EXERCISE PROMPT |
Please copy every line below that contains the string "moose".

· · ·

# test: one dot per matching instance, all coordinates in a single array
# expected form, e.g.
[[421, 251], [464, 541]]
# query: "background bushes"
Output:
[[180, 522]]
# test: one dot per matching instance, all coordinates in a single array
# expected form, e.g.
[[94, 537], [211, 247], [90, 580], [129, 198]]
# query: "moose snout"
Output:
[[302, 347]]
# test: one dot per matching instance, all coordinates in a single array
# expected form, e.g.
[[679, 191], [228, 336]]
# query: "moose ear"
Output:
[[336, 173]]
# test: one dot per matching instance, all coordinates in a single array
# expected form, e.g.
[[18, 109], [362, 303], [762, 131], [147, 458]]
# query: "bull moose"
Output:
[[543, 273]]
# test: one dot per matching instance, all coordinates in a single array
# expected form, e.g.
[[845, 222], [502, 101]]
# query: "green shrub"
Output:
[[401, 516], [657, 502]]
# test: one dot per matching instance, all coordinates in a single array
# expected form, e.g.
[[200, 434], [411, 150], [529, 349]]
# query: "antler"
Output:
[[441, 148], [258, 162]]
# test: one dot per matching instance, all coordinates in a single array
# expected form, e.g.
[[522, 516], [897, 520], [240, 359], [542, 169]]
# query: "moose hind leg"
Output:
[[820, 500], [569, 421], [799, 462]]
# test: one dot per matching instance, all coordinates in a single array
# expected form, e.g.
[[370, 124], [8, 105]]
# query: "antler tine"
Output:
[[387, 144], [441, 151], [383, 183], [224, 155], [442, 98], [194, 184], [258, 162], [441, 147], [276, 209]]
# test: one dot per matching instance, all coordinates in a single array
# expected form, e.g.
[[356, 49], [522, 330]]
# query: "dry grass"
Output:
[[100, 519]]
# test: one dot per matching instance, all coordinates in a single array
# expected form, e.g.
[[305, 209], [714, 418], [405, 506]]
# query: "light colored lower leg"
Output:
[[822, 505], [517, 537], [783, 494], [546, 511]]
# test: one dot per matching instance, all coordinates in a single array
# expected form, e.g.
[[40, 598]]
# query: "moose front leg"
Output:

· · ·

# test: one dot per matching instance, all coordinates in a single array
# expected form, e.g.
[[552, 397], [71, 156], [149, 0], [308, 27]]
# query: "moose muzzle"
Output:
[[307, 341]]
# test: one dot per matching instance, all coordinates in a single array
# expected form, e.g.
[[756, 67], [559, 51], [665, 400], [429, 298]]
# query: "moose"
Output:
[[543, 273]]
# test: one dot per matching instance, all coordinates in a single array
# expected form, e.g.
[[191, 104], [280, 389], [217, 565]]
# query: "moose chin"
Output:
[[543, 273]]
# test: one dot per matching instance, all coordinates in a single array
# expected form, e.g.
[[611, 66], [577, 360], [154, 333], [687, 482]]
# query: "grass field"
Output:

· · ·

ANSWER BOX |
# query: "moose snout"
# query: "moose ear"
# query: "bull moose"
# query: "moose hind leg"
# query: "moose front leg"
# query: "moose muzzle"
# query: "moose"
# query: "moose chin"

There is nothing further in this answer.